— Extracted data —
-----
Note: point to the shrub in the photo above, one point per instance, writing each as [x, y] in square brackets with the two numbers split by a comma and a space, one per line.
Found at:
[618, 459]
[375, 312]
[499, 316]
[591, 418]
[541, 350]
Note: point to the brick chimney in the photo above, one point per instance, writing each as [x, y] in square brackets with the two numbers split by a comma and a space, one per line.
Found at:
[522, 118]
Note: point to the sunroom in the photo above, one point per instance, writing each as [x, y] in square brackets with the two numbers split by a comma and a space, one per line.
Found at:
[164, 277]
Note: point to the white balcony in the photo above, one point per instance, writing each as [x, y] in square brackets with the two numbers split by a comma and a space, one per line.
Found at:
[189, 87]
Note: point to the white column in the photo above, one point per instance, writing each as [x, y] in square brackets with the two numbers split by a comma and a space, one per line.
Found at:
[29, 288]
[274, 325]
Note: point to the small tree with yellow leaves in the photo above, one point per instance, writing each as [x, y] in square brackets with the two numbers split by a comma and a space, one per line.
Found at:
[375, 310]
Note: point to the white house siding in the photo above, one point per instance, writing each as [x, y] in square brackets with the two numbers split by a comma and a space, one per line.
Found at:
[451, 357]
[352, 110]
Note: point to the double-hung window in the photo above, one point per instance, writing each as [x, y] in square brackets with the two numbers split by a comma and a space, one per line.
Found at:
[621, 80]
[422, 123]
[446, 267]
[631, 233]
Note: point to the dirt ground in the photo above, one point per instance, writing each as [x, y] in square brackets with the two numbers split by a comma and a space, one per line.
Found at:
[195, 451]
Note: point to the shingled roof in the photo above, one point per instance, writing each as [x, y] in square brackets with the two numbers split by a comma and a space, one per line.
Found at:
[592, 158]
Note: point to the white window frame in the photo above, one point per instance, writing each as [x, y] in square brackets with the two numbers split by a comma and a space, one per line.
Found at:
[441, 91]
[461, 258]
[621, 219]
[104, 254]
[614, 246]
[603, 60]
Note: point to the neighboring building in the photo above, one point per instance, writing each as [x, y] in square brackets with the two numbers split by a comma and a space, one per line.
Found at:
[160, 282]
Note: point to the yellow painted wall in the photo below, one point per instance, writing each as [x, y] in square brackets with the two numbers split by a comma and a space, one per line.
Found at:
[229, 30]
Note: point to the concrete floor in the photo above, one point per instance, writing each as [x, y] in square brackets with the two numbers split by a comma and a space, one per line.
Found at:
-----
— Assignment —
Going through the material above, work out how many lines contain the string "window" and give only that figure.

— Written solution —
2